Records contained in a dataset
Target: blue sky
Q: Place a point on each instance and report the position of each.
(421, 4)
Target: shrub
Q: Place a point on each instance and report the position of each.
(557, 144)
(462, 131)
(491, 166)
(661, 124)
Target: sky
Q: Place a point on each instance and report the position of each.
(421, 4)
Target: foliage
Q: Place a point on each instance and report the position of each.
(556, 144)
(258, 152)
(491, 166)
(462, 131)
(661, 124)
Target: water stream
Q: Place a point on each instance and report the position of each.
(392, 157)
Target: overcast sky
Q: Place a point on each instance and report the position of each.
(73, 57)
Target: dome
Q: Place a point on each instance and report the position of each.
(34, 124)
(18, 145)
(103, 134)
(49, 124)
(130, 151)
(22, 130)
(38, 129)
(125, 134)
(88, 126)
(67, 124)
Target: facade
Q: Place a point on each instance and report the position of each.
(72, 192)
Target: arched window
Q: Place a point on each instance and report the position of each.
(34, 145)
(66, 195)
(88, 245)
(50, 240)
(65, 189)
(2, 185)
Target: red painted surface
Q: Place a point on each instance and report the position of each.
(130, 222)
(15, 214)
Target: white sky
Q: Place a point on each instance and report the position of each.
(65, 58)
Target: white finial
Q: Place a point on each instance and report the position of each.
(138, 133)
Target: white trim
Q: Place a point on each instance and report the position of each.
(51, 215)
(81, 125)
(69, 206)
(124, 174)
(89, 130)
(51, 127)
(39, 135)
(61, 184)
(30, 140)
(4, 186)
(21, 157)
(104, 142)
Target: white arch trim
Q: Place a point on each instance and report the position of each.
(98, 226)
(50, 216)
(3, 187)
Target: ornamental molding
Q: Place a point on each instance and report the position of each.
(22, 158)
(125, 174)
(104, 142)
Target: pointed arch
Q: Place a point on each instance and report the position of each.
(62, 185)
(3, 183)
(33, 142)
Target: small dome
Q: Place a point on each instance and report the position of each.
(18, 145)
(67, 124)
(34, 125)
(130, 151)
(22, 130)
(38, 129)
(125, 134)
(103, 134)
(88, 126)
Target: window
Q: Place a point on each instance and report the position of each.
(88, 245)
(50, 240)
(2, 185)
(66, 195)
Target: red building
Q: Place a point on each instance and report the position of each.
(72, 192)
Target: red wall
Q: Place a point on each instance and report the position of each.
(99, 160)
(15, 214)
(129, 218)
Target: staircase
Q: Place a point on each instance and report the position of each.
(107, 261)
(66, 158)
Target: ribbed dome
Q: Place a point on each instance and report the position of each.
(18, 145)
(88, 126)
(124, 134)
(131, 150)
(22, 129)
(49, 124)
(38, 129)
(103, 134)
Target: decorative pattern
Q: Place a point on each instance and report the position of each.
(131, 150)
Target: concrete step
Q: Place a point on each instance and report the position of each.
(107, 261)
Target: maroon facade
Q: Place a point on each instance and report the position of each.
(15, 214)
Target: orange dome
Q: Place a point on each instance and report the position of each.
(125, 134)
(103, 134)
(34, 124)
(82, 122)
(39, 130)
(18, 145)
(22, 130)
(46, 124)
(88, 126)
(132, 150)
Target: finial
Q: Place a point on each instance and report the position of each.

### What to work on
After reading the data above, print it all again exactly.

### Answer to the exercise
Target: blue sky
Q: Place a point on each instance and report the position of each.
(421, 4)
Target: shrub
Q: Place a point on each instance and report the position of each.
(557, 144)
(462, 131)
(491, 166)
(661, 124)
Target: sky
Q: Place a point on each instance and report the position of each.
(421, 4)
Target: foliage
Q: Place a point on each instance and report the position of each.
(556, 144)
(258, 152)
(491, 166)
(462, 131)
(661, 124)
Target: water stream
Q: Place a point on each instance and report the position of each.
(392, 157)
Target: overcast sky
Q: Place a point on each instance and report the position of each.
(73, 57)
Target: dome
Q: Place a point on each instance and report the position of each.
(34, 124)
(18, 145)
(103, 134)
(49, 124)
(130, 151)
(22, 130)
(38, 129)
(125, 134)
(88, 126)
(67, 124)
Target: facade
Q: Place a point on each instance and report the position of each.
(72, 192)
Target: arched window
Q: Place a point on each instance and report the position of each.
(34, 145)
(66, 195)
(88, 245)
(50, 240)
(65, 189)
(2, 185)
Target: red painted surface
Q: Place a point on each instance and report the position of each.
(130, 222)
(15, 214)
Target: white sky
Q: Place a point on each instance and report the position of each.
(65, 58)
Target: white finial
Q: Place a point on each instance and report the position of each.
(138, 133)
Target: white trim
Q: Place a point on each instance and report the position of each.
(51, 215)
(81, 125)
(69, 206)
(124, 174)
(89, 130)
(51, 127)
(39, 135)
(61, 184)
(30, 140)
(4, 186)
(21, 157)
(104, 142)
Target: white arch trim
Q: Place a point on each instance and report the position of each.
(98, 226)
(50, 216)
(3, 187)
Target: ornamental molding
Q: Place a point on each instance and report the position of each.
(22, 158)
(125, 174)
(104, 142)
Target: pointed arch
Q: Place a point on each instance and report the position of each.
(62, 185)
(3, 183)
(33, 142)
Target: small dome
Q: Place a point on each instance and report the position of each.
(18, 145)
(67, 124)
(34, 125)
(130, 151)
(22, 130)
(38, 129)
(125, 134)
(103, 134)
(88, 126)
Target: window
Q: Place a point on each instance and report the position of each.
(88, 245)
(50, 240)
(2, 185)
(66, 195)
Target: red building
Q: Place a point on each instance and report the position of each.
(72, 192)
Target: red wall
Q: Place a point on each instance and report the position of each.
(99, 160)
(15, 214)
(129, 218)
Target: staircase
Q: Place a point on each instance and report the position of each.
(107, 261)
(66, 158)
Target: ribbed dome
Q: Place a point on each instance and report the position of each.
(18, 145)
(88, 126)
(124, 134)
(131, 150)
(22, 129)
(49, 124)
(38, 129)
(103, 134)
Target: decorative pattern
Q: Place a point on each instance and report the position of each.
(131, 150)
Target: concrete step
Q: Place a point on each instance and report the position of each.
(107, 261)
Target: maroon facade
Q: Place a point on each instance and report the position of each.
(15, 214)
Target: orange dome
Q: Place a point on each instance and report the position of each.
(125, 134)
(103, 134)
(34, 124)
(82, 122)
(39, 130)
(18, 145)
(22, 130)
(46, 124)
(88, 126)
(132, 150)
Target: finial
Q: Place a point on each instance and report the position of each.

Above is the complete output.